Stored items:
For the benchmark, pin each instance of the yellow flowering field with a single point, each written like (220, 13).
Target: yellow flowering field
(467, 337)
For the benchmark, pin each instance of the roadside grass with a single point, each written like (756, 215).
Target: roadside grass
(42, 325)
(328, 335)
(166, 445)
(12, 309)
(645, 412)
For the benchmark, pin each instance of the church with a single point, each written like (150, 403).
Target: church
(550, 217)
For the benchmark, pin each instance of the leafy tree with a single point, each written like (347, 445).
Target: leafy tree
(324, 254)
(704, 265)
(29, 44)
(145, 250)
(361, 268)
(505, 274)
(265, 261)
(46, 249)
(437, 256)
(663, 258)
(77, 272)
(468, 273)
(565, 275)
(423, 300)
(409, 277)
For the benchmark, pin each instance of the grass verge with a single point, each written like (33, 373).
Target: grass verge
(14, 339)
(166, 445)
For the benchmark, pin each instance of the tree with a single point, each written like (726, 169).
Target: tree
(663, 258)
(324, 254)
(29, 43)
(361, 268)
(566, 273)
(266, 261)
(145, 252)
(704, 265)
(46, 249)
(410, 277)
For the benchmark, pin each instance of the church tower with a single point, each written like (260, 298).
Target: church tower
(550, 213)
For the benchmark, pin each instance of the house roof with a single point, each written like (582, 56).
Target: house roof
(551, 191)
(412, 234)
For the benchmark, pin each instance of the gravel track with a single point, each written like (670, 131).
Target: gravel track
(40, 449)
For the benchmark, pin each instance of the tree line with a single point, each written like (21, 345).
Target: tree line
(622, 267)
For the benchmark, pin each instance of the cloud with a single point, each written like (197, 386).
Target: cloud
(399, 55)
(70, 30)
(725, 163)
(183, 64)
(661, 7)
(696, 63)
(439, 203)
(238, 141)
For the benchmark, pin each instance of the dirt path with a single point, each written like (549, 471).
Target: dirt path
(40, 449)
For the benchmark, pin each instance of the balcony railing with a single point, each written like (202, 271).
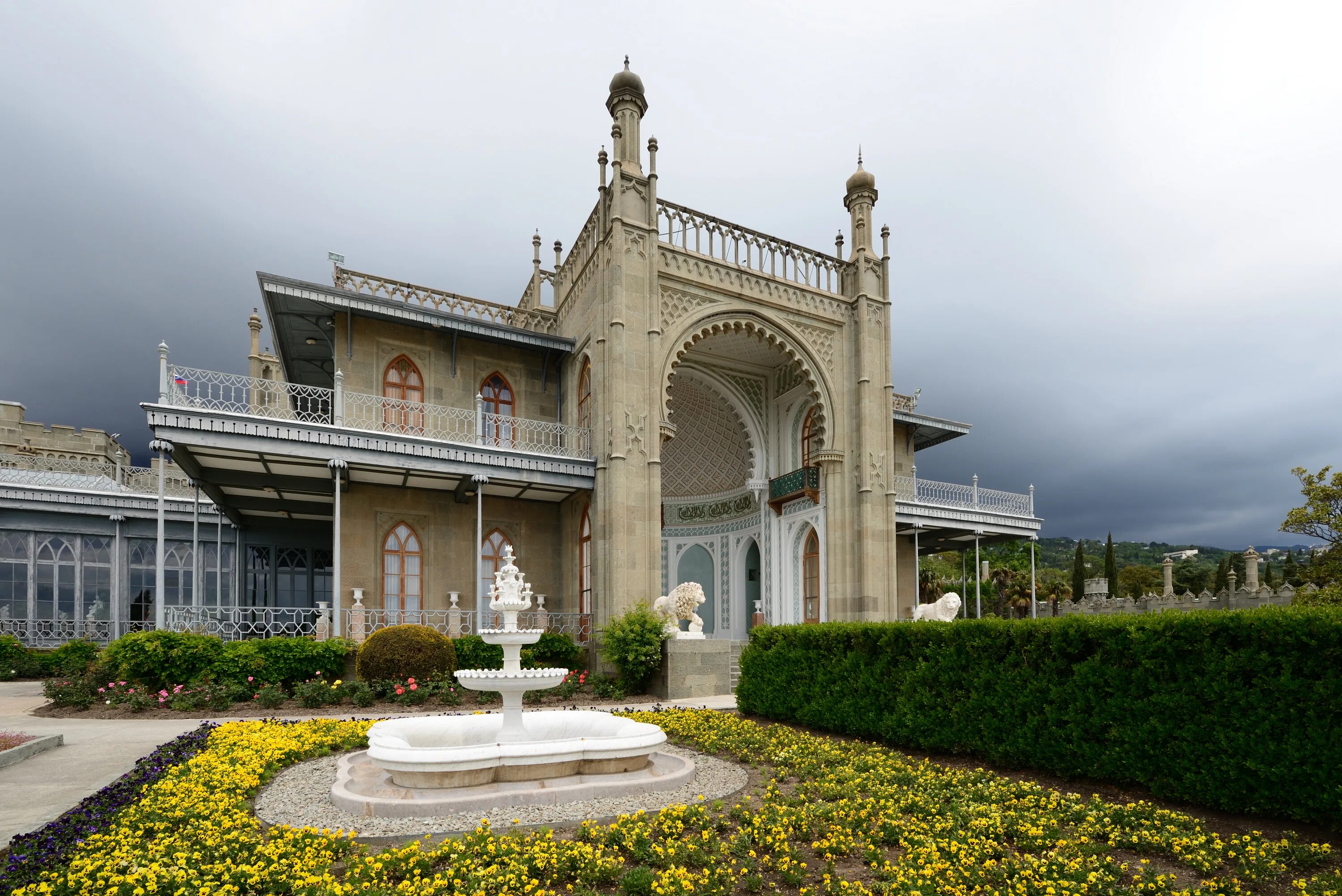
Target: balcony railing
(926, 491)
(697, 233)
(800, 483)
(89, 475)
(214, 391)
(241, 623)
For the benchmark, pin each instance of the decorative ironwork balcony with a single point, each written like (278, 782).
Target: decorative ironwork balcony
(697, 233)
(234, 394)
(799, 483)
(90, 475)
(926, 491)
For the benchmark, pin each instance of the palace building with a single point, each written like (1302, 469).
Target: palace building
(674, 399)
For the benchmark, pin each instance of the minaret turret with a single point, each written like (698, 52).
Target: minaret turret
(627, 106)
(859, 198)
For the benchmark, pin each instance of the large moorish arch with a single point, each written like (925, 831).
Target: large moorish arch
(753, 327)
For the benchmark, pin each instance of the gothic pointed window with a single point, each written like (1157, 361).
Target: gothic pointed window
(402, 570)
(498, 411)
(810, 439)
(55, 580)
(586, 396)
(14, 576)
(811, 577)
(403, 390)
(492, 558)
(586, 562)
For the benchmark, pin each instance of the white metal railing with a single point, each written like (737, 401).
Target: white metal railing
(928, 491)
(697, 233)
(539, 320)
(235, 394)
(407, 418)
(93, 475)
(238, 623)
(196, 388)
(57, 632)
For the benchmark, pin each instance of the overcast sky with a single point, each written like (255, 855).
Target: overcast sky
(1117, 230)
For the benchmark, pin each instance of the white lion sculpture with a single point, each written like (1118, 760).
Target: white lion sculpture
(679, 605)
(941, 611)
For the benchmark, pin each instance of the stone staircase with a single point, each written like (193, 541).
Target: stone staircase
(736, 663)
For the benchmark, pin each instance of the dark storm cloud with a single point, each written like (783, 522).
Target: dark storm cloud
(1117, 231)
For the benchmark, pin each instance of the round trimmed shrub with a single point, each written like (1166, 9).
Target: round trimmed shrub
(403, 652)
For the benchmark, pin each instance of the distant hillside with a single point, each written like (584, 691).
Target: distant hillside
(1059, 552)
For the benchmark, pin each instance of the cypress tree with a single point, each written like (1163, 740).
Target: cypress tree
(1110, 566)
(1079, 572)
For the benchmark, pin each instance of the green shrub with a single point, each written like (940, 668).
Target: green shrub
(316, 692)
(272, 696)
(607, 687)
(633, 644)
(1326, 596)
(289, 660)
(474, 654)
(78, 692)
(1232, 710)
(72, 658)
(14, 656)
(555, 651)
(406, 652)
(163, 659)
(359, 694)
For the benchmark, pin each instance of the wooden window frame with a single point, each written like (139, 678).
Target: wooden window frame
(811, 576)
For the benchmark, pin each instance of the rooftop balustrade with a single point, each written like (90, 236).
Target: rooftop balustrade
(235, 394)
(89, 475)
(704, 234)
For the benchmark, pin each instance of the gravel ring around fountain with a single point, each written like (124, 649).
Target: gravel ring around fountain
(301, 796)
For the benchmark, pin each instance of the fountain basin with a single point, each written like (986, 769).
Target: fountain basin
(463, 752)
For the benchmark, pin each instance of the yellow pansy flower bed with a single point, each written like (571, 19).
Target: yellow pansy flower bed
(838, 819)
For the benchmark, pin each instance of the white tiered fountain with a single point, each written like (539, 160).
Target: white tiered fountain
(423, 766)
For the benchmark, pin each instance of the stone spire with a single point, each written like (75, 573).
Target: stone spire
(859, 198)
(627, 105)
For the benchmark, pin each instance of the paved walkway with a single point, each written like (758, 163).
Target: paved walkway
(97, 752)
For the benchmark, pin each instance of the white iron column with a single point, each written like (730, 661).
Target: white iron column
(117, 589)
(219, 557)
(1034, 604)
(195, 549)
(917, 566)
(481, 480)
(979, 578)
(336, 466)
(164, 450)
(964, 580)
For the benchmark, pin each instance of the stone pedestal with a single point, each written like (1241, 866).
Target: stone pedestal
(693, 668)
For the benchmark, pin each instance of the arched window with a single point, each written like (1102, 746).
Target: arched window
(14, 577)
(810, 438)
(586, 562)
(403, 388)
(811, 577)
(402, 558)
(498, 406)
(55, 580)
(586, 396)
(492, 558)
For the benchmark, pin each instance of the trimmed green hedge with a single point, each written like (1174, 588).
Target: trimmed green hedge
(1232, 710)
(164, 659)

Task to complete.
Could you quote, exactly as they appear, the line containing "For the benchmark, pin each instance of the stone pedestal" and every line after it to the end of the records above?

In response.
For the benchmark, pin each instance of the stone pedestal with a single point, each written like (1241, 866).
Target: stone pedestal
(693, 668)
For the benchmark, pin each instance of the arched window with a single point, each written like (1102, 746).
Target: arched window
(14, 577)
(810, 438)
(586, 562)
(403, 388)
(811, 577)
(402, 558)
(498, 406)
(55, 580)
(586, 396)
(492, 558)
For the benchmark, pin each instance of the trimmed green hedge with a single point, each written like (1174, 588).
Target: trimmed green hedge
(1232, 710)
(164, 659)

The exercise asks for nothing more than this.